## Teks yang Diberikan
__________

PKS sejak awal telah menolak RUU P-KS dengan meninjau berbagai pertimbangan serta berkomunikasi dengan pakar profesional terkait naskah akademik RUU P-KS ini (Rancangan Undang-Undang Penghapusan Kekerasan Seksual), yang hampir keseluruhan isi pasal-pasalnya mengandung multi tafsir dan berpotensi adanya penyimpangan.

 

Berikut hasil wawancara kami:

 

Kenapa Harus Tolak RUU P-KS?

__________

(Entri dataset)
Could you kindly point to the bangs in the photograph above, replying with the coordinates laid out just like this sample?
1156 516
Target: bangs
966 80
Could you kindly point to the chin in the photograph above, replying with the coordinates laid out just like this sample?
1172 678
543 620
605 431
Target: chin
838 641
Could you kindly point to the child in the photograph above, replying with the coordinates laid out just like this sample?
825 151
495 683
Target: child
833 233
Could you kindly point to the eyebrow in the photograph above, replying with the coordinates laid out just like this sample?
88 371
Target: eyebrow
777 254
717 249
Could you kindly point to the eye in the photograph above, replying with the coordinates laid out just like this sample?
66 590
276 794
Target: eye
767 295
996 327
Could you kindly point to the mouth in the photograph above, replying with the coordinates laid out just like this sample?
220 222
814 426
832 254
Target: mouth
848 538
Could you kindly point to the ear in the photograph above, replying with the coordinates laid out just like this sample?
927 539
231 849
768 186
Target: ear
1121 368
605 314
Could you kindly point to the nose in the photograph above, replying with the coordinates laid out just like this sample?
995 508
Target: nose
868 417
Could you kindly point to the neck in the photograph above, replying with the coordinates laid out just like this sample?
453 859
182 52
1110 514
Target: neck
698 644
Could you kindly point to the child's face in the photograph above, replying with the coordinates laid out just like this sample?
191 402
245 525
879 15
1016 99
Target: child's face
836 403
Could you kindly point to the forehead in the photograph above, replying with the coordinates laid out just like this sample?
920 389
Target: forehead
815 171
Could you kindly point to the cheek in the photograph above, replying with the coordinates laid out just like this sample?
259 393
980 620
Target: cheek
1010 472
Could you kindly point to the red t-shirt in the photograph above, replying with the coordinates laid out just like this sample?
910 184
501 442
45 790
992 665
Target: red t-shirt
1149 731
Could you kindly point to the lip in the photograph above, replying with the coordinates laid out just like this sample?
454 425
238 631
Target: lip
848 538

__________

## Tugas yang Dikerjakan
1 – Apakah setiap pernyataan berikut sesuai dengan teks tentang penolakan RUU P-KS? Jawab ya atau tidak untuk masing-masing, lalu kutip kata-kata teks yang menentukannya. (a) PKS baru belakangan mulai menolak RUU P-KS. (b) PKS berkomunikasi dengan pakar profesional terkait naskah akademik RUU P-KS. (c) RUU P-KS adalah Rancangan Undang-Undang Penghapusan Kekerasan Seksual.
2 – Lanjutkan teks tentang penolakan RUU P-KS, dimulai tepat setelah kalimat terakhirnya.

## Jawaban Anda
1 –
(a) Tidak: "PKS sejak awal telah menolak RUU P-KS".
(b) Ya: "berkomunikasi dengan pakar profesional terkait naskah akademik RUU P-KS ini".
(c) Ya: "(Rancangan Undang-Undang Penghapusan Kekerasan Seksual)".

2 –
Dalam rancangannya pada BAB I Pasal 1. Yaitu yang dimaksud dengan Kekerasan Seksual adalah setiap perbuatan merendahkan, menghina, menyerang, dan/atau perbuatan lainnya terhadap tubuh, hasrat seksual seseorang, dan/atau fungsi reproduksi, secara paksa, bertentangan dengan kehendak seseorang, yang menyebabkan seseorang itu tidak mampu memberikan persetujuan dalam keadaan bebas, karena ketimpangan relasi kuasa dan/atau relasi gender, yang berakibat atau dapat berakibat penderitaan atau kesengsaraan secara fisik, psikis, seksual, kerugian secara ekonomi, sosial, budaya, dan/atau politik.

 

Definisi diatas bersifat multi tafsir yang berbahaya pada poin-poin berikut :

 

“Perbuatan terhadap tubuh seseorang”

Tidak semua perbuatan terhadap tubuh adalah perbuatan yang buruk.

Contoh : Khitan, khitan tidak bisa dikategorikan sebagai kekerasan seksual.

 

"Perbuatan terhadap hasrat seksual seseorang"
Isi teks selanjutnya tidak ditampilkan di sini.